◆ Your objective
Repeat each record word for word. Leave nothing out.
##########
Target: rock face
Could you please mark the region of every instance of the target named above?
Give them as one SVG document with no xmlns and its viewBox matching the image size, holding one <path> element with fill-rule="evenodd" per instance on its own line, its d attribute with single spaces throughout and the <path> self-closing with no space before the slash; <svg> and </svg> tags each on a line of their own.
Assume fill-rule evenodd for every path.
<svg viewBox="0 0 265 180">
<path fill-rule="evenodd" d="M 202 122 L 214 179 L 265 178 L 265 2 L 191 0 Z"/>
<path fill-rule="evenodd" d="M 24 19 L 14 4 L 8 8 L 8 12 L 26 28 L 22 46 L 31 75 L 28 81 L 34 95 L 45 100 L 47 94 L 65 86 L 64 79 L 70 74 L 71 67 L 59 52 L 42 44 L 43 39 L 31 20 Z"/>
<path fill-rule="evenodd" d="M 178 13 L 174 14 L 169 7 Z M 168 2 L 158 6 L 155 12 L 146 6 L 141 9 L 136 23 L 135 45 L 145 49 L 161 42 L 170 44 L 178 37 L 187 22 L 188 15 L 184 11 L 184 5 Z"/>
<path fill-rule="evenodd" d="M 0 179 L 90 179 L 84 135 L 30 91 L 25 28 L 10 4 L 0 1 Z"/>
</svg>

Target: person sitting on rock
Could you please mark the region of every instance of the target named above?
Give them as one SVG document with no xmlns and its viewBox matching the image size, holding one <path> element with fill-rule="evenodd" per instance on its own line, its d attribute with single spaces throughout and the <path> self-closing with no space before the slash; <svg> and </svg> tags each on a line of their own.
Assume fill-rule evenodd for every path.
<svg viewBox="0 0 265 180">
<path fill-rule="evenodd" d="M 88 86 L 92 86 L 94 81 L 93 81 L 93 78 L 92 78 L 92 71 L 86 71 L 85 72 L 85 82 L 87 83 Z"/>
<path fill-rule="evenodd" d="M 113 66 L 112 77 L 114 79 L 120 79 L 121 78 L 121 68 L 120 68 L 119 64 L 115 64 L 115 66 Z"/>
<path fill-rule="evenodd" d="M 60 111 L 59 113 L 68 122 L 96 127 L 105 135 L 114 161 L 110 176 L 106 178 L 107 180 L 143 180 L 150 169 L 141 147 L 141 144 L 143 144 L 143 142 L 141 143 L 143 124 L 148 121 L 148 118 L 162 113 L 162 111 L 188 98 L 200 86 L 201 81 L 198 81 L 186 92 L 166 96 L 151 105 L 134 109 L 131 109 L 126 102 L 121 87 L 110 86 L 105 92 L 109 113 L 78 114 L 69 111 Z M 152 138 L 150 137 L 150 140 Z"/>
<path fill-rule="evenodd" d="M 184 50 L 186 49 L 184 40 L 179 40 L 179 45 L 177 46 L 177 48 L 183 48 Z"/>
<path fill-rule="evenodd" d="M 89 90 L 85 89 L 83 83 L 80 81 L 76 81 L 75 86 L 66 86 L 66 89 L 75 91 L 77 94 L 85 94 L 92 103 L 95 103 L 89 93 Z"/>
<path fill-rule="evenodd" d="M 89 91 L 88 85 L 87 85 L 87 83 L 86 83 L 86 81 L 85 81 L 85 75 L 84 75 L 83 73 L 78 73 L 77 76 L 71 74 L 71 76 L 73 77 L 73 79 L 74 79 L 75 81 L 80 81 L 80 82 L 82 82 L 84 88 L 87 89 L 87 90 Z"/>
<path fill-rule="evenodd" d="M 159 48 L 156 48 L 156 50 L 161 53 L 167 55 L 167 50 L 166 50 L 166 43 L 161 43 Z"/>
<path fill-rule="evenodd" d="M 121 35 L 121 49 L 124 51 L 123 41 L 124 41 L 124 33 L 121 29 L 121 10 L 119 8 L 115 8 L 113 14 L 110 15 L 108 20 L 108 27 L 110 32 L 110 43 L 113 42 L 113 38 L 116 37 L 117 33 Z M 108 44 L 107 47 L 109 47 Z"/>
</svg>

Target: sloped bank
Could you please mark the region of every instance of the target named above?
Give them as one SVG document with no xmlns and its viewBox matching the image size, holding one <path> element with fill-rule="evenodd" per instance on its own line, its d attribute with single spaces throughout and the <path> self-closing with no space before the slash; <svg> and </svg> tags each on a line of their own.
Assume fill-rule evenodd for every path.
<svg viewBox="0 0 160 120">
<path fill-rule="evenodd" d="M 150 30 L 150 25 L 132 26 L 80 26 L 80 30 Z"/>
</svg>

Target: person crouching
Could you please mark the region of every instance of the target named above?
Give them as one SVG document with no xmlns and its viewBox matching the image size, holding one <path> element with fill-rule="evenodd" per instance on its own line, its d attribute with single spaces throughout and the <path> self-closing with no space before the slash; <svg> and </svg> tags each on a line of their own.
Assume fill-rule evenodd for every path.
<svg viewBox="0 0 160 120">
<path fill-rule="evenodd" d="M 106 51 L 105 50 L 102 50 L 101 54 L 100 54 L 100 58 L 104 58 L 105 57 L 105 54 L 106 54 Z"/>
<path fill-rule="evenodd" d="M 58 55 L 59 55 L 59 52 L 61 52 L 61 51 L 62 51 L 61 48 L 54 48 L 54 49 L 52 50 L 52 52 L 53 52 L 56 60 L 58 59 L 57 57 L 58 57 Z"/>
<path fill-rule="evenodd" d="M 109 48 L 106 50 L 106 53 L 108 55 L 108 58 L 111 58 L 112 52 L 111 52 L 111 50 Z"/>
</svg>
##########
◆ Output of the task
Target: rock face
Could you please mark the region of every instance of the target named above?
Give them as one SVG document with no xmlns and its viewBox matching the image size, holding one <path> element with fill-rule="evenodd" per instance on its own line, its d attribute with single spaces throughout and the <path> self-closing with no space before the slash; <svg> and </svg> tags each on a line of their own.
Assume fill-rule evenodd for every path.
<svg viewBox="0 0 265 180">
<path fill-rule="evenodd" d="M 202 122 L 214 179 L 265 178 L 265 2 L 191 0 Z"/>
<path fill-rule="evenodd" d="M 24 19 L 14 4 L 8 8 L 8 12 L 26 28 L 22 46 L 31 75 L 28 81 L 34 95 L 45 100 L 47 94 L 65 86 L 64 79 L 70 74 L 71 67 L 59 52 L 42 44 L 43 39 L 31 20 Z"/>
<path fill-rule="evenodd" d="M 178 13 L 174 14 L 169 7 Z M 168 2 L 158 6 L 155 12 L 146 6 L 141 9 L 136 23 L 135 45 L 145 49 L 161 42 L 170 44 L 178 37 L 187 22 L 188 15 L 184 11 L 184 5 Z"/>
<path fill-rule="evenodd" d="M 0 179 L 90 179 L 84 135 L 30 91 L 25 28 L 10 4 L 0 1 Z"/>
</svg>

Target: person sitting on rock
Could you please mark the region of every instance of the target named above?
Give them as one SVG document with no xmlns and its viewBox matching the image size, holding one <path> element with fill-rule="evenodd" per instance on its own line, its d attribute with single spaces throughout and the <path> self-closing with no space before the slash; <svg> and </svg> tags each on a line of their own.
Assume fill-rule evenodd for every path.
<svg viewBox="0 0 265 180">
<path fill-rule="evenodd" d="M 88 86 L 92 86 L 94 81 L 93 81 L 93 78 L 92 78 L 92 71 L 86 71 L 85 72 L 85 82 L 87 83 Z"/>
<path fill-rule="evenodd" d="M 113 66 L 112 77 L 114 79 L 120 79 L 121 78 L 121 68 L 120 68 L 119 64 L 115 64 L 115 66 Z"/>
<path fill-rule="evenodd" d="M 60 111 L 59 113 L 68 122 L 96 127 L 105 135 L 114 161 L 110 176 L 106 178 L 107 180 L 143 180 L 150 169 L 141 147 L 141 144 L 143 144 L 143 142 L 141 143 L 143 124 L 148 121 L 148 118 L 162 113 L 162 111 L 188 98 L 200 86 L 201 81 L 198 81 L 186 92 L 166 96 L 151 105 L 134 109 L 131 109 L 126 102 L 121 87 L 110 86 L 105 92 L 109 113 L 78 114 L 69 111 Z M 152 138 L 150 137 L 150 140 Z"/>
<path fill-rule="evenodd" d="M 184 50 L 186 49 L 184 40 L 179 40 L 179 45 L 177 46 L 177 48 L 183 48 Z"/>
<path fill-rule="evenodd" d="M 89 90 L 85 89 L 83 83 L 80 81 L 76 81 L 75 86 L 66 86 L 66 89 L 75 91 L 77 94 L 85 94 L 92 103 L 95 103 L 89 93 Z"/>
<path fill-rule="evenodd" d="M 89 91 L 88 85 L 87 85 L 87 83 L 86 83 L 86 81 L 85 81 L 85 75 L 84 75 L 83 73 L 78 73 L 77 76 L 71 74 L 71 76 L 73 77 L 73 79 L 74 79 L 75 81 L 80 81 L 80 82 L 82 82 L 84 88 L 87 89 L 87 90 Z"/>
<path fill-rule="evenodd" d="M 159 48 L 156 48 L 156 50 L 161 53 L 167 55 L 167 50 L 166 50 L 166 43 L 161 43 Z"/>
<path fill-rule="evenodd" d="M 121 35 L 121 49 L 124 51 L 123 41 L 124 41 L 124 33 L 121 29 L 121 10 L 119 8 L 115 8 L 113 14 L 110 15 L 108 20 L 108 27 L 110 32 L 110 43 L 113 42 L 113 38 L 116 37 L 117 33 Z M 108 44 L 107 47 L 109 47 Z"/>
</svg>

Target: sloped bank
Could you please mark the region of every instance of the target named above?
Give them as one SVG document with no xmlns and its viewBox matching the image size, holding one <path> element with fill-rule="evenodd" per instance on its own line, its d attribute with single spaces throughout and the <path> self-closing with no space before the slash; <svg> and </svg> tags each on a line of their own.
Assume fill-rule evenodd for every path.
<svg viewBox="0 0 160 120">
<path fill-rule="evenodd" d="M 150 30 L 150 25 L 132 26 L 80 26 L 80 30 Z"/>
</svg>

Target: person crouching
Could you please mark the region of every instance of the target named above?
Give them as one SVG document with no xmlns and its viewBox matching the image size, holding one <path> element with fill-rule="evenodd" per instance on its own line, its d attribute with single spaces throughout and the <path> self-closing with no space before the slash; <svg> and </svg> tags each on a line of their own.
Assume fill-rule evenodd for every path.
<svg viewBox="0 0 160 120">
<path fill-rule="evenodd" d="M 106 51 L 105 50 L 102 50 L 101 54 L 100 54 L 100 58 L 104 58 L 105 57 L 105 54 L 106 54 Z"/>
<path fill-rule="evenodd" d="M 58 55 L 59 55 L 59 52 L 61 52 L 61 51 L 62 51 L 61 48 L 54 48 L 54 49 L 52 50 L 52 52 L 53 52 L 56 60 L 58 59 L 57 57 L 58 57 Z"/>
<path fill-rule="evenodd" d="M 109 48 L 106 50 L 106 53 L 108 55 L 108 58 L 111 58 L 112 52 L 111 52 L 111 50 Z"/>
</svg>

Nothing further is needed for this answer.